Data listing
==========
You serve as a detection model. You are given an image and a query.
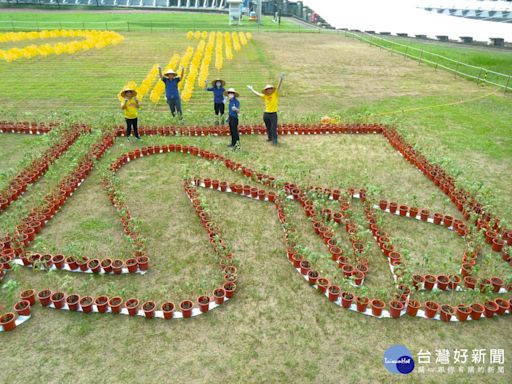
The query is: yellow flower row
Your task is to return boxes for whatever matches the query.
[149,54,180,104]
[181,40,206,103]
[0,30,124,62]
[197,32,216,87]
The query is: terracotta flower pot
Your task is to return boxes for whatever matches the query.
[50,292,66,309]
[0,312,16,332]
[407,300,421,317]
[341,292,354,308]
[389,300,404,319]
[37,289,52,307]
[14,300,30,316]
[94,295,109,313]
[124,298,139,316]
[80,296,94,313]
[494,297,510,316]
[327,285,341,301]
[180,300,194,318]
[455,304,471,321]
[425,301,439,319]
[142,301,156,319]
[316,277,331,293]
[20,289,36,305]
[370,299,385,317]
[469,303,484,320]
[161,301,175,320]
[484,300,499,319]
[441,304,454,322]
[213,288,226,305]
[197,295,211,313]
[66,294,80,311]
[356,296,370,312]
[108,296,123,313]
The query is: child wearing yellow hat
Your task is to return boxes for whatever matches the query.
[121,88,140,140]
[247,73,284,145]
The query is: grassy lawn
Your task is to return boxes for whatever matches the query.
[350,34,512,86]
[0,12,512,383]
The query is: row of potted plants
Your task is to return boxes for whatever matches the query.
[0,121,60,135]
[0,124,90,212]
[116,124,383,136]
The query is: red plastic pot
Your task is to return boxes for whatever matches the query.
[94,295,109,313]
[356,296,370,312]
[108,296,123,313]
[180,300,194,317]
[124,298,139,316]
[370,299,385,317]
[20,289,36,305]
[80,296,94,313]
[197,295,211,313]
[50,292,66,309]
[0,312,16,332]
[389,300,404,319]
[484,300,499,319]
[161,301,175,320]
[494,297,510,316]
[425,301,439,319]
[441,304,454,322]
[407,300,421,317]
[327,285,341,301]
[469,303,484,320]
[316,277,331,293]
[66,294,80,311]
[341,292,354,308]
[137,256,149,271]
[222,281,236,299]
[142,301,156,319]
[37,289,52,307]
[213,288,226,305]
[455,304,471,321]
[14,300,30,316]
[52,255,66,269]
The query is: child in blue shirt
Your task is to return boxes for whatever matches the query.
[224,88,240,149]
[205,79,226,125]
[158,66,185,119]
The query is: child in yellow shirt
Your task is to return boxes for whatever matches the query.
[121,88,140,140]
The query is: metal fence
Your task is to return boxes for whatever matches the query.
[344,31,512,92]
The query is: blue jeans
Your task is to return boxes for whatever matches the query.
[167,97,182,117]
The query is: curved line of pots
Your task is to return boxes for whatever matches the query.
[2,127,510,330]
[382,128,512,252]
[116,124,385,136]
[0,124,90,212]
[0,121,60,135]
[0,282,236,332]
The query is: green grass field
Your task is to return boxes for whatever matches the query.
[0,12,512,383]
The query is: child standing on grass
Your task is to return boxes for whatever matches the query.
[224,88,240,149]
[121,88,140,140]
[204,79,226,125]
[158,66,185,120]
[247,73,284,145]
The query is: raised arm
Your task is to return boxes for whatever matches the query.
[277,73,284,92]
[247,85,263,97]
==========
WHAT YOU HAVE TO DO: Return the stretch from the line containing "The query is: blue jeans" through the end of the entries, reproducing each line without any change.

SOLVED PROBLEM:
The query is: blue jeans
Your task is to return boxes for whatever matches the query.
[167,97,182,117]
The query is: curved line of pots
Your task is to return boxes for whatever matches the query.
[2,127,510,330]
[382,128,512,252]
[116,124,385,136]
[0,124,90,212]
[0,121,60,135]
[0,282,236,332]
The query is: green grass field
Your task is to return boxes for whatever matches the query.
[0,12,512,383]
The query is: child standing on grass
Your task is to return boxes for whatever matches the query.
[224,88,240,149]
[121,88,140,140]
[204,79,226,125]
[158,66,185,120]
[247,73,284,145]
The query is: raised arm
Your task is to return boxes for whatever matches the query.
[277,73,284,92]
[247,85,263,97]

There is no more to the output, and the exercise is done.